_REQUIRED WORK_
Please find each row below that contains the word "wall", matching case exactly, and copy those rows.

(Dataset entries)
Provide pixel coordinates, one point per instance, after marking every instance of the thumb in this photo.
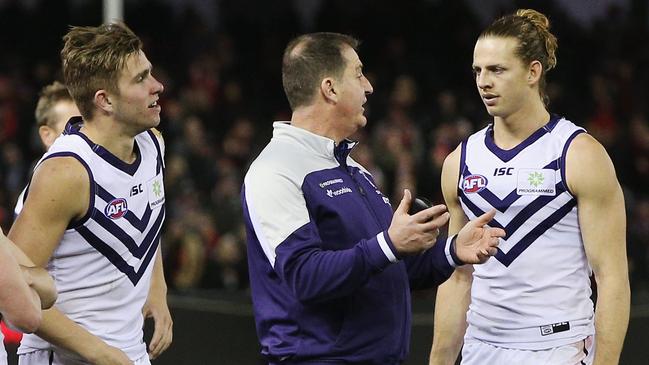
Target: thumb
(404, 204)
(485, 218)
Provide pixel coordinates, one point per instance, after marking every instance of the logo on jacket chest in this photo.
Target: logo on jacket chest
(474, 183)
(338, 192)
(536, 182)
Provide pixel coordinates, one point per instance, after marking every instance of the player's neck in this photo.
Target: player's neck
(510, 131)
(113, 139)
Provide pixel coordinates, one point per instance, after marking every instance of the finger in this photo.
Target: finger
(404, 205)
(497, 232)
(430, 213)
(485, 218)
(435, 224)
(163, 344)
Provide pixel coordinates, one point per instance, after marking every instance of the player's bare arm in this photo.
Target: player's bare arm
(40, 281)
(20, 305)
(453, 296)
(603, 226)
(156, 307)
(59, 194)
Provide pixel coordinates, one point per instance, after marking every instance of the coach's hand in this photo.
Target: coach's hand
(414, 234)
(157, 309)
(476, 242)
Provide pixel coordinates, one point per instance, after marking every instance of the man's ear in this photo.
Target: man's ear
(535, 72)
(328, 90)
(47, 135)
(102, 100)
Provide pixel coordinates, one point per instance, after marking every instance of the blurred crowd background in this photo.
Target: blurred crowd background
(220, 62)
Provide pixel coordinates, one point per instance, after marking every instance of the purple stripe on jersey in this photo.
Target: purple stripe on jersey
(508, 155)
(91, 203)
(478, 212)
(73, 127)
(160, 163)
(554, 120)
(139, 224)
(525, 242)
(135, 249)
(562, 159)
(522, 216)
(116, 259)
(530, 209)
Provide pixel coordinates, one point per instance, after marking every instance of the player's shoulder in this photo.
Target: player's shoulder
(156, 132)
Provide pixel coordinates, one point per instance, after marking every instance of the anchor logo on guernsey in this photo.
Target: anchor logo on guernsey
(474, 183)
(116, 208)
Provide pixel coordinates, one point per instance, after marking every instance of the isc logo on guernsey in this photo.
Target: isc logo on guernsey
(116, 208)
(474, 183)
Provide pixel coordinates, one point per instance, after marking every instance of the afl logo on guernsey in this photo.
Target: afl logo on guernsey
(116, 208)
(474, 183)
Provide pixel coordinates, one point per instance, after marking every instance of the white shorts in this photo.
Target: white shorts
(477, 352)
(49, 357)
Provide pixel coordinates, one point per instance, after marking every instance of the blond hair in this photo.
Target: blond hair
(93, 58)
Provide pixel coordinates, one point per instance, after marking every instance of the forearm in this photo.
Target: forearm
(43, 285)
(451, 305)
(431, 268)
(611, 319)
(61, 331)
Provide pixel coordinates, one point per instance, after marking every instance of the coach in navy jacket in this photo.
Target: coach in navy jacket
(331, 267)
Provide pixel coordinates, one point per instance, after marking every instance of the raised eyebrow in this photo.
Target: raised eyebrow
(144, 73)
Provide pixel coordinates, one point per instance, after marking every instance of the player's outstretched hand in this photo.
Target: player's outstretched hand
(476, 241)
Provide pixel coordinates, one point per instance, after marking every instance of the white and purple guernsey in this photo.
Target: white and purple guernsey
(103, 264)
(326, 284)
(535, 293)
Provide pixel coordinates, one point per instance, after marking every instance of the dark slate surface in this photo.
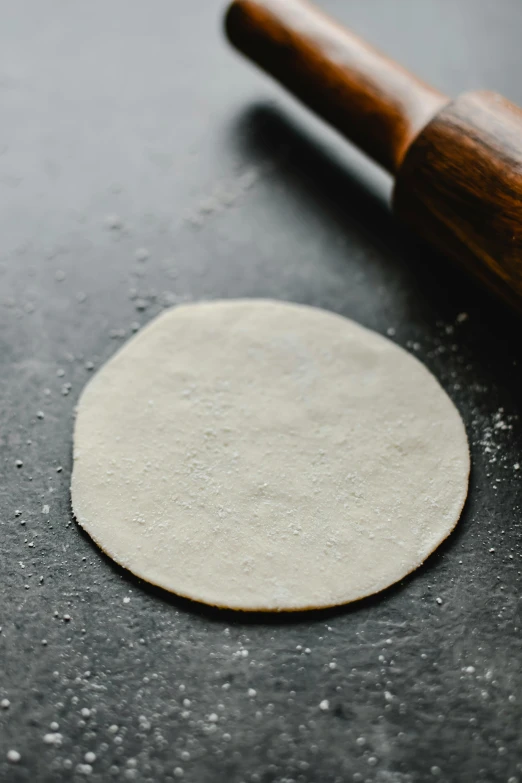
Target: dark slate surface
(139, 111)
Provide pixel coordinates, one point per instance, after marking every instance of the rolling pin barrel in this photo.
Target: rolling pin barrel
(458, 165)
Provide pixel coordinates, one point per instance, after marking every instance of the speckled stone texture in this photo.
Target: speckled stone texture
(142, 164)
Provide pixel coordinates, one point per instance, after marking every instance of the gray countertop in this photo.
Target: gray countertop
(128, 126)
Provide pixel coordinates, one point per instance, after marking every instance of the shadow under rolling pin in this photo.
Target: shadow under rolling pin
(457, 164)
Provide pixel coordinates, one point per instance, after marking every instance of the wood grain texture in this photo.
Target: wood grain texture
(460, 187)
(371, 100)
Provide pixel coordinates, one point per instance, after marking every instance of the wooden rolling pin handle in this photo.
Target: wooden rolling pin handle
(370, 99)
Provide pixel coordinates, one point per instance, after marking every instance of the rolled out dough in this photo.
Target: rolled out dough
(260, 455)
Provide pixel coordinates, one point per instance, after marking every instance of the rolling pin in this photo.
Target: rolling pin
(457, 164)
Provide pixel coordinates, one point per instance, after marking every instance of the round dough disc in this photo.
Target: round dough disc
(261, 455)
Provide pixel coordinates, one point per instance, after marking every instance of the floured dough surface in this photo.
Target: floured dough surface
(261, 455)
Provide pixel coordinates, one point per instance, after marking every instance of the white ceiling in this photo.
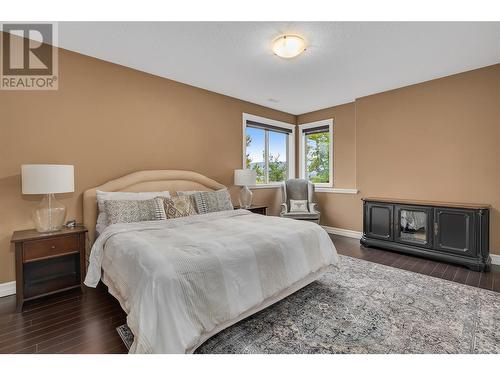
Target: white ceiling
(344, 60)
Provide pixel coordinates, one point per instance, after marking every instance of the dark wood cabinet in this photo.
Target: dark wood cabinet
(451, 232)
(48, 263)
(454, 231)
(378, 220)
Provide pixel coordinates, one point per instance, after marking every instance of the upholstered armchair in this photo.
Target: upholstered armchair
(299, 189)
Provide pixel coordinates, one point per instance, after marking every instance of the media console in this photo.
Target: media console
(450, 232)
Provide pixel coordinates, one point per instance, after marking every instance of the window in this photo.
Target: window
(316, 152)
(268, 148)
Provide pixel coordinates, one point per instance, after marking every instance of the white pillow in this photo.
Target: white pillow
(298, 205)
(102, 219)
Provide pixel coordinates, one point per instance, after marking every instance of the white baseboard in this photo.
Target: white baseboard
(495, 259)
(343, 232)
(6, 289)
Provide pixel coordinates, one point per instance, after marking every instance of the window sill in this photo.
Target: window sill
(336, 190)
(265, 186)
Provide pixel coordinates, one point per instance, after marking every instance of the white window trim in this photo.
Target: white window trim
(290, 146)
(302, 166)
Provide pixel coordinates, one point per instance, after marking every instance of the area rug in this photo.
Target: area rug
(364, 307)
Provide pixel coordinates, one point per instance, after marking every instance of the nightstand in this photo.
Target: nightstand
(257, 209)
(48, 263)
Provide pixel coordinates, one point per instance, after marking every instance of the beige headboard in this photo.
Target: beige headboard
(159, 180)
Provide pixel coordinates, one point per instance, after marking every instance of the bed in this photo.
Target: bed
(183, 280)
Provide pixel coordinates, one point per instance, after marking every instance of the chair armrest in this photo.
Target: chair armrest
(284, 208)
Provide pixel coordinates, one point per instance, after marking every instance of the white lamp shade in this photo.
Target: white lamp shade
(245, 177)
(47, 178)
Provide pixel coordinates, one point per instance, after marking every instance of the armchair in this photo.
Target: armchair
(299, 189)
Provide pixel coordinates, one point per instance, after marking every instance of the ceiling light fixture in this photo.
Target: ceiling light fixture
(289, 46)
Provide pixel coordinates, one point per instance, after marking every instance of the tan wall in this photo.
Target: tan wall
(452, 126)
(108, 121)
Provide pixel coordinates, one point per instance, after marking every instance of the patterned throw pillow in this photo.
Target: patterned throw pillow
(210, 201)
(298, 205)
(134, 211)
(177, 207)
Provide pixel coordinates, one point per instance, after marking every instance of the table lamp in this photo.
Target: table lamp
(244, 178)
(48, 179)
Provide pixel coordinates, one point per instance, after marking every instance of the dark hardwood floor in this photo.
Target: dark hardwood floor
(75, 322)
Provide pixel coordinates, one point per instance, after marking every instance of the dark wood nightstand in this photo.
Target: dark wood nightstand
(256, 209)
(48, 263)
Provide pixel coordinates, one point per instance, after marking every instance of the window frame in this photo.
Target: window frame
(302, 161)
(290, 146)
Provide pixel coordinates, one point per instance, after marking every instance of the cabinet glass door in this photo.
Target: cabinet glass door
(413, 225)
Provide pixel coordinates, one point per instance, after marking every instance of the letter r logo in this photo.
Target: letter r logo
(27, 49)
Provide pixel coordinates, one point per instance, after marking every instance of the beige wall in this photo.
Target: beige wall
(452, 126)
(108, 121)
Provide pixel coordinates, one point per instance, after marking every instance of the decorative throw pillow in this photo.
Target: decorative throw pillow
(134, 211)
(178, 207)
(210, 201)
(298, 205)
(102, 196)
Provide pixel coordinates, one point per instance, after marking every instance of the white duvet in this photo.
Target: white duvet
(181, 279)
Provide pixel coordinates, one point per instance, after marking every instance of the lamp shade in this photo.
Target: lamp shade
(245, 177)
(47, 178)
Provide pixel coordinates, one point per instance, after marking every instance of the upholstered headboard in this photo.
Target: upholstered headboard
(159, 180)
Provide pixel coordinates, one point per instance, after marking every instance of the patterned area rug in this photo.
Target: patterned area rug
(366, 307)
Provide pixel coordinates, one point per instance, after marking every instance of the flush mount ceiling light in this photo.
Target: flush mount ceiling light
(289, 46)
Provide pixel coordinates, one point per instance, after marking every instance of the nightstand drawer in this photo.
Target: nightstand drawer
(50, 247)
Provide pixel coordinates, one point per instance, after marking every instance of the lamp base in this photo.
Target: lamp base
(245, 197)
(50, 214)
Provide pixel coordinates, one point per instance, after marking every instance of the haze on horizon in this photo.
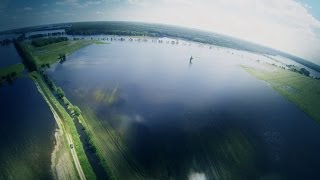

_WRITTEN ANSWER_
Provide pixel coordinates, one point per instance, after marking every instance of the tan wall in this photo.
Target: tan wall
Provide pixel coordinates, one point per instance, after marking every instance of the beige wall in this photo.
Target: beige wall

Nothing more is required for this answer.